[AIM OF THE TASK]
Copy every line of the material exactly as it stands.

+ + + + + + +

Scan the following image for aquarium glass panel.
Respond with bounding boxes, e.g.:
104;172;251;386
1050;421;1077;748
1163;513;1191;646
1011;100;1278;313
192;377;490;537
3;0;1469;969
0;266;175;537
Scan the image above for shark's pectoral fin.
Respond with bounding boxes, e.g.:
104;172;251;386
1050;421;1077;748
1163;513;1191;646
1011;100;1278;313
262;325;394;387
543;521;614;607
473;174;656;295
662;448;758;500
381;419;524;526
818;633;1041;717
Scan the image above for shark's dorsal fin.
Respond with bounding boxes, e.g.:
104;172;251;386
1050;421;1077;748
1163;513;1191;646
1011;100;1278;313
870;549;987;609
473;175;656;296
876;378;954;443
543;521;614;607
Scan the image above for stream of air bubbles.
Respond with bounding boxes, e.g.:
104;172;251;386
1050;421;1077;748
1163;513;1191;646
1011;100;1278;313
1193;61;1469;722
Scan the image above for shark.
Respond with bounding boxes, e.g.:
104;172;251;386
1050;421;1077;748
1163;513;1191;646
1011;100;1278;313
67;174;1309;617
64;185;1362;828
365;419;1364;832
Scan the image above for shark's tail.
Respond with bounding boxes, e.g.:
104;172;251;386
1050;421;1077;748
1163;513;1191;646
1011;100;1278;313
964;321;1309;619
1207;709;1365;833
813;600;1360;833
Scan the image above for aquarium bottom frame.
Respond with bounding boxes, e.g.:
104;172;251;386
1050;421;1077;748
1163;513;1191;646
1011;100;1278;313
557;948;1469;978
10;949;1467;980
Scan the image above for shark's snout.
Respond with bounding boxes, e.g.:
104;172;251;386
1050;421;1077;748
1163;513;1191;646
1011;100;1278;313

+ + + + + + +

[RESPONSE]
Scan the following image for aquarium glass panel.
Respond with bounding boxes, e.g.:
104;172;251;386
1050;421;1077;748
1163;513;1191;646
1011;100;1278;313
192;377;490;537
3;0;1469;969
0;266;175;537
Scan the image above for shark's pectoral fin.
Respond with bounding boxes, e.g.:
104;172;251;386
1050;421;1077;748
1163;513;1191;646
1011;100;1278;313
262;325;394;387
543;521;614;607
473;174;656;295
662;448;758;500
381;419;524;526
818;633;1041;717
Scan the image above for shark's dorsal fin.
Respond with bounding boxes, e.g.:
104;172;251;386
1050;421;1077;748
1163;513;1191;646
1011;100;1278;313
870;549;987;609
473;175;656;296
876;378;954;443
543;521;614;607
Scan the image above for stream of air bubbles.
Respond with bounding boxes, e.g.:
104;172;251;386
1050;421;1077;748
1163;513;1191;646
1011;100;1278;313
1193;61;1469;722
Scan the image above for shark.
Respond with bounding boxes, e.g.:
104;172;251;386
1050;421;1077;748
1163;513;1191;646
1011;100;1278;313
67;174;1309;617
64;185;1362;828
365;419;1364;832
Scan the image above for shark's tail.
Respond with bounding boxes, e.g.:
104;172;251;386
1050;421;1077;748
1163;513;1191;646
1011;100;1278;313
964;321;1309;619
1207;709;1365;833
813;600;1360;833
Scan the image above for aquarium bottom frame.
Respond with bounding boxes, e.g.:
104;172;251;386
1050;421;1077;748
1163;513;1191;646
1011;100;1278;313
557;948;1469;978
10;949;1467;980
Scan the image above for shark's snout.
Respond with bounding boxes, e.g.:
104;172;251;386
1050;421;1077;748
1163;513;1191;646
1011;100;1278;313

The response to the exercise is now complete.